══ Document segment ══

We walked at the relaxed pace, taking in the views interspersed with some local huts. We heard a tinkling sound and turned just in time to dodge an errant goat that decided to move ahead of its herd. Accompanied by some local villagers, the herd was out to graze in the forest.

The pine forest, Mussoorie, Uttarakhand, India
Peaceful pine forest

Our chatty guide regaled us with charming childhood tales: running through forests, sliding down hillsides, catching bugs in matchboxes, stealing apples, splashing in streams and bathing in waterfalls. As we continued our ascent, the openness gave way to the slightly dense Pine forest. We found the perfect spot to pause for refreshments, while listening to the music of chirping birds and buzzing forest creatures. With nary a soul for miles around, the feeling of peace was incredible.

Travel tip: Opt for a trek to the bird sanctuary. Though relatively long, it offers  more beautiful views and goes deeper into the forest.

Where wildflowers grow and eagles soar…

It was a day of feasting on views. Literally. Each more stunning than the one before and always just a plate of momos or bowl of Maggi away from each other.

═══
══ Data lines ══

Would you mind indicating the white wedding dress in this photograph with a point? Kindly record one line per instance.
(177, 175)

═══

### [What you should do]
In the trekking excerpt, what trek does the travel tip recommend?

### [Result of this exercise]
A trek to the bird sanctuary.